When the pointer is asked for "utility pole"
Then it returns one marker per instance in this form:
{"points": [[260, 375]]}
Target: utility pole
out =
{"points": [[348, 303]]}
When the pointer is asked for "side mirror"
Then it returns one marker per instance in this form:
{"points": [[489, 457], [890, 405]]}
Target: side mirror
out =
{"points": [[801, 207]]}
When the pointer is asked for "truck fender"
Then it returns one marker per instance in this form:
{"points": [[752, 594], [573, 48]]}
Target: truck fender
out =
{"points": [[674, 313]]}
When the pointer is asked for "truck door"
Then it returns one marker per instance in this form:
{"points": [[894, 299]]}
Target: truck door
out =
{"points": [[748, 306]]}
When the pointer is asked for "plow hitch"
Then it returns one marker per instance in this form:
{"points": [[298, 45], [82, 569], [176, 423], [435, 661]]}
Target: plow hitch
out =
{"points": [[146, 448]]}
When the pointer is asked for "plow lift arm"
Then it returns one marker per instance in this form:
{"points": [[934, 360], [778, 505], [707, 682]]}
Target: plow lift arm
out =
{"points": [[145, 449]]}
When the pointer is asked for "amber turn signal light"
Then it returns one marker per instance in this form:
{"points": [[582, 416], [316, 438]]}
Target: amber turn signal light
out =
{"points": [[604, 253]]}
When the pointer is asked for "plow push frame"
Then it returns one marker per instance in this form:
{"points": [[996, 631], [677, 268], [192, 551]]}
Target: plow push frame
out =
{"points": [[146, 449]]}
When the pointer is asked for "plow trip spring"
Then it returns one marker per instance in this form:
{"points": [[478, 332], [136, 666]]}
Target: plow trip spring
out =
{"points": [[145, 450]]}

**Work request**
When you answer, return each line of the material exactly as it was written.

**Task output**
When the pointer is asked for "utility pole"
Then it returns one marker per instance in this form:
{"points": [[260, 375]]}
Target: utility pole
out =
{"points": [[348, 303]]}
When the pointer is asked for "side mirror"
Then it returns one marker per instance in this form:
{"points": [[489, 457], [890, 405]]}
Target: side mirror
out =
{"points": [[801, 207]]}
When the pointer is asked for "truck fender"
Then it returns one marker per instance in this form:
{"points": [[752, 594], [573, 48]]}
Target: truck fender
out =
{"points": [[674, 313]]}
When the pointer is asked for "truck door"
Then it returns one marker per instance in this form:
{"points": [[894, 299]]}
Target: truck door
out =
{"points": [[748, 306]]}
When the pointer is asked for "plow hitch"
Then it returns one marker per instance in this form:
{"points": [[298, 45], [82, 569], [176, 423], [435, 661]]}
Target: plow hitch
out =
{"points": [[146, 448]]}
When the pointer is asked for "plow lift arm"
Then it returns one marker per instance in this form:
{"points": [[934, 360], [778, 505], [707, 682]]}
Target: plow lift arm
out =
{"points": [[145, 449]]}
When the pointer is asked for "amber turn signal light"
Then it returns one marker per instance in this form:
{"points": [[582, 416], [316, 438]]}
Target: amber turn signal light
out =
{"points": [[604, 253]]}
When the pointer is asked for "plow push frame"
Then it returns one marker per instance in this form:
{"points": [[996, 631], [677, 268], [192, 551]]}
Target: plow push frame
out =
{"points": [[146, 449]]}
When the pointer is asked for "plow trip spring"
Then it returns one marker per instance in this form:
{"points": [[478, 332], [136, 666]]}
Target: plow trip spring
out =
{"points": [[145, 450]]}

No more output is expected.